Dataset records |
↓

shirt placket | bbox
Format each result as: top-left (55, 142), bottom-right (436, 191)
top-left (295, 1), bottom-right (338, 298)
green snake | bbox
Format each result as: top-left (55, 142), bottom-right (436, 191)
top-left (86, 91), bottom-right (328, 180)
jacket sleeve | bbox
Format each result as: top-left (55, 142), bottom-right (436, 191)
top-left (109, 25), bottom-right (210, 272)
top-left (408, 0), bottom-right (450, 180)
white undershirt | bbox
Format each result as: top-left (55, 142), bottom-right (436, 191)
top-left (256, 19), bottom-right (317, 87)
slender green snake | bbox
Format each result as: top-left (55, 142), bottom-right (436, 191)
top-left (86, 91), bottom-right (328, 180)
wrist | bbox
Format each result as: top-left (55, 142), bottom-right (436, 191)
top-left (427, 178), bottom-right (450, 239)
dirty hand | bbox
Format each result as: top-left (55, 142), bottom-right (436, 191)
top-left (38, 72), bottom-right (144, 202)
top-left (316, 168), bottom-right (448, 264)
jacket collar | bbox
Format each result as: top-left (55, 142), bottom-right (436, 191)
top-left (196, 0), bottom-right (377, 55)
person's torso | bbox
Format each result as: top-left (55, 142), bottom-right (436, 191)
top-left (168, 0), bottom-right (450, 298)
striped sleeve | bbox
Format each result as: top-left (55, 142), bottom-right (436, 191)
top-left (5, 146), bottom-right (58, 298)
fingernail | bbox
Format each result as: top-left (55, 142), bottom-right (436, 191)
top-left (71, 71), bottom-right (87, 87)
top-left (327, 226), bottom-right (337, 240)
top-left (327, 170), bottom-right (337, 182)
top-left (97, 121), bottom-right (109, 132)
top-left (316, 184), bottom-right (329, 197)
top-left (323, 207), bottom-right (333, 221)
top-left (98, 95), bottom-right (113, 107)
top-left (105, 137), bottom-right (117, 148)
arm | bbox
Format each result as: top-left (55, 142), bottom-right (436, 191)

↑

REQUIRED WORK | Count the lines of the records above that contain the string "snake", treating uppercase and lowercase as different. Reply with the number alone.

RESULT OF THIS TASK | 2